Jane Goodall

1934 -

    Jane Goodall was born April 3, 1934 in London England. In 1939, her family moved to France. After Hitler began invading Europe, her family moved to England and eventually settled in Barnemouth, living with Jane's maternal grandmother at the family home known as the Birches. This is where Jane spent the rest of her childhood and adolescence.

    After graduating from high school, Jane went to secretarial school and then had a series of jobs at Oxford University and for a film studio that made documentary films. Jane had wanted to go to Africa since she was a child, so when an old friend from school invited Jane to visit her in Kenya, Jane eagerly accepted. She sailed from London to Africa on the passenger liner The Kenya Castle. Two months after arriving there she met Louis Leakey, who gave her a job. Nine months after being in Africa, she saved enough to have her mother come and visit. While her mother was visiting, Dr. Leakey encouraged Jane to take up a study of a group of wild chimpanzees. She needed a companion to help with the study so her mother decided to go with her.
##########
Retype word for word the part of the Jane Goodall passage that begins at the words "Jane Goodall was" and ends after "childhood and adolescence.".

(Natural-language descriptions of regions)
##########
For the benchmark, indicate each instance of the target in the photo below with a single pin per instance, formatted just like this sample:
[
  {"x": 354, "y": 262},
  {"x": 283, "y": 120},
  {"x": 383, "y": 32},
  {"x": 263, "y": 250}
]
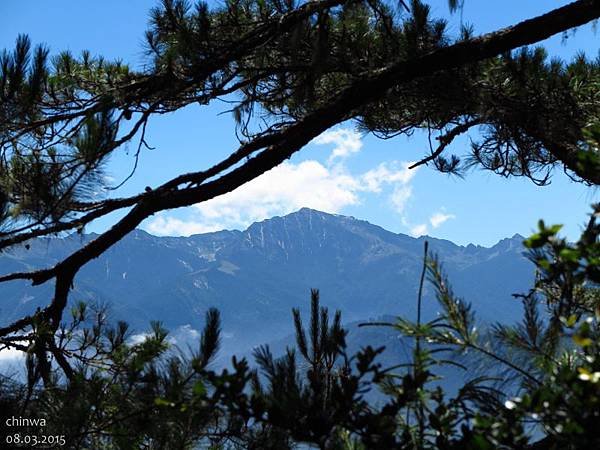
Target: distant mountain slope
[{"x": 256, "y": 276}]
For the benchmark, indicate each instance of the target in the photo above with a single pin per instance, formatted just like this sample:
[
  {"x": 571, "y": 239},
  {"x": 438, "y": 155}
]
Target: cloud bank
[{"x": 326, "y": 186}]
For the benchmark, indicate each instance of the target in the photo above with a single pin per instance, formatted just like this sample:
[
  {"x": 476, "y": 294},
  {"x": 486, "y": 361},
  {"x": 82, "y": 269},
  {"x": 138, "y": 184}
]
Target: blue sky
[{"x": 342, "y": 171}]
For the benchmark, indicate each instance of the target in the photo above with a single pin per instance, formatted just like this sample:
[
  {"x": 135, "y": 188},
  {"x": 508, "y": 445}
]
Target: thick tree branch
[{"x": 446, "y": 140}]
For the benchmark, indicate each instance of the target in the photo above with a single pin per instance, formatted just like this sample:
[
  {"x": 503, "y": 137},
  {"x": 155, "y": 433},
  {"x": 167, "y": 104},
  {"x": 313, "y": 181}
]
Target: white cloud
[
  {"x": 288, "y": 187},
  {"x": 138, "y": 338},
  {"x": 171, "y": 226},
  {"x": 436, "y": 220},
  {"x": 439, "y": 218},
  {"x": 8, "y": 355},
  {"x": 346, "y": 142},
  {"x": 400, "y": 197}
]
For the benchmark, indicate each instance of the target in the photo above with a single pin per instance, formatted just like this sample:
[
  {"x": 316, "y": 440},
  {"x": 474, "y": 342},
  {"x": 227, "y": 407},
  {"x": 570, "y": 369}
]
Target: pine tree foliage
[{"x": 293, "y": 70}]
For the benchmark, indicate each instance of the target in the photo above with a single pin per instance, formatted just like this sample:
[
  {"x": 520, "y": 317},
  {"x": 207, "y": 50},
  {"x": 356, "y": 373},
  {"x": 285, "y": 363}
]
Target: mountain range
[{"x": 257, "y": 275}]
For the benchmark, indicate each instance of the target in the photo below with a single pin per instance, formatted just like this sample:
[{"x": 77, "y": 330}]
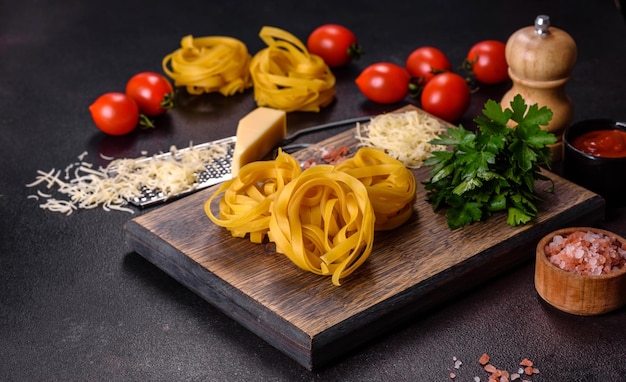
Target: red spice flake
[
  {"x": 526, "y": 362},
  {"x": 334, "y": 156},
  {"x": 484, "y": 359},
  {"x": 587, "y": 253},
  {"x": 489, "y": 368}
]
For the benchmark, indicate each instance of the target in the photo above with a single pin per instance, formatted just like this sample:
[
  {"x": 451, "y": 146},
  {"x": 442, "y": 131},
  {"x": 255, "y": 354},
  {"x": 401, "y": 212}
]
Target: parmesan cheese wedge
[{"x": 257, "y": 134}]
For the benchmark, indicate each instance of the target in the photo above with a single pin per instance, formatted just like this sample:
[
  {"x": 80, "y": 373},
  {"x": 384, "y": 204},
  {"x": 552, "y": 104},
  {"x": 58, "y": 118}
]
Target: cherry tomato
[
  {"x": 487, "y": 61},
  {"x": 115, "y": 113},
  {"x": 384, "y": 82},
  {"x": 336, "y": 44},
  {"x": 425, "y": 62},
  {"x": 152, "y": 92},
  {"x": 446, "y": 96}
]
##########
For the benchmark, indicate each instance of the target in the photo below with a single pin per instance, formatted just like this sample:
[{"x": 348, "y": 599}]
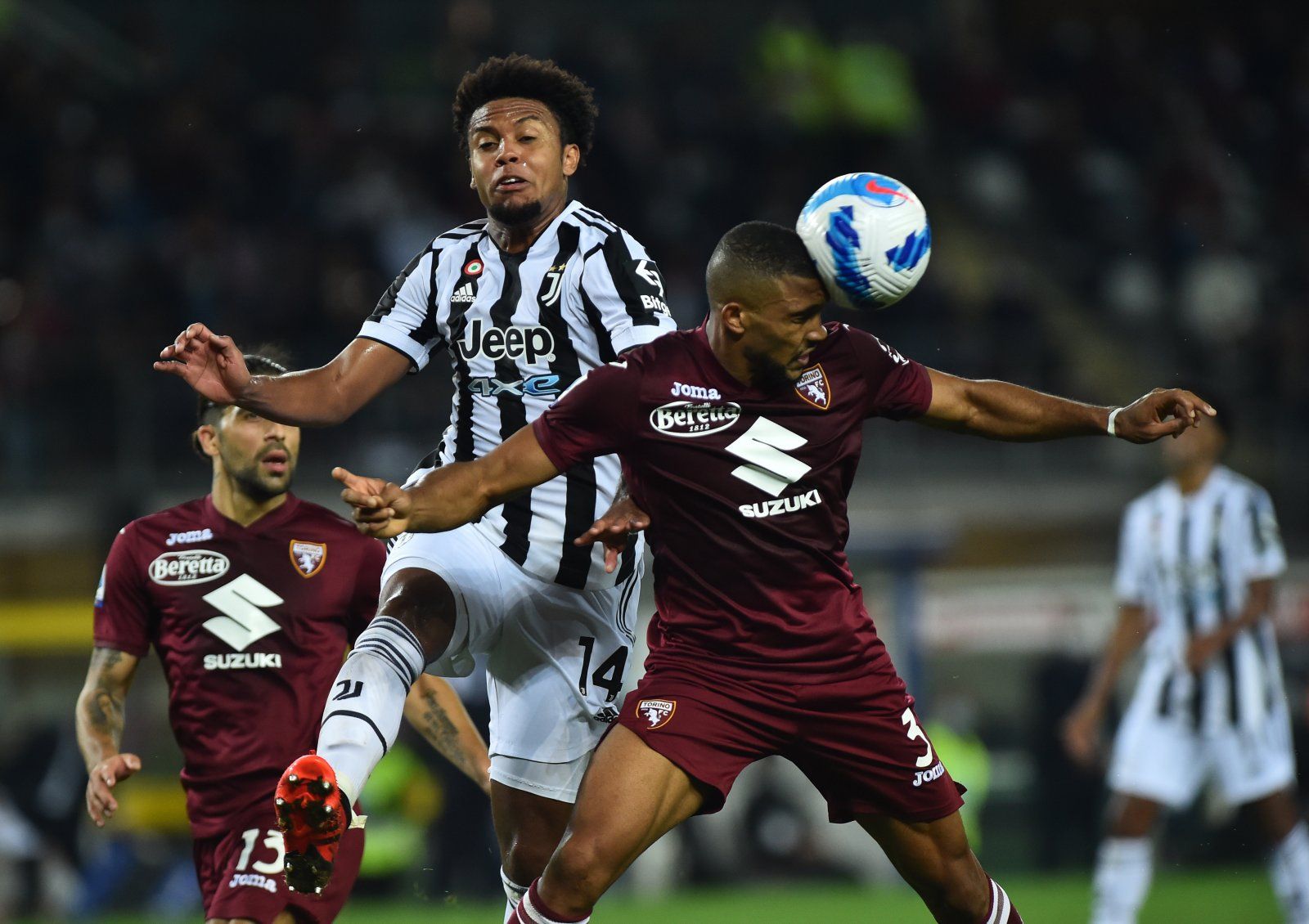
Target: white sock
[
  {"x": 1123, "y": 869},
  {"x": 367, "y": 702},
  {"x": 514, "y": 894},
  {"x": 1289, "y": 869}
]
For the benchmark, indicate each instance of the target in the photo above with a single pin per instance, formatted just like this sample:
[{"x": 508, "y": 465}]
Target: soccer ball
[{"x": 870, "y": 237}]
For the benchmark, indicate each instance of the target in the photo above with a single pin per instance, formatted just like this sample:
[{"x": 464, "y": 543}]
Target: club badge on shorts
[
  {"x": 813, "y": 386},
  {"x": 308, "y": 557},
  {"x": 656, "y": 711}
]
##########
◆ Solved exercise ◆
Jane Goodall was born April 3, 1934 in London England. In 1939, her family moved to France. After Hitler began invading Europe, her family moved to England and eventually settled in Barnemouth, living with Jane's maternal grandmother at the family home known as the Birches. This is where Jane spent the rest of her childhood and adolescence.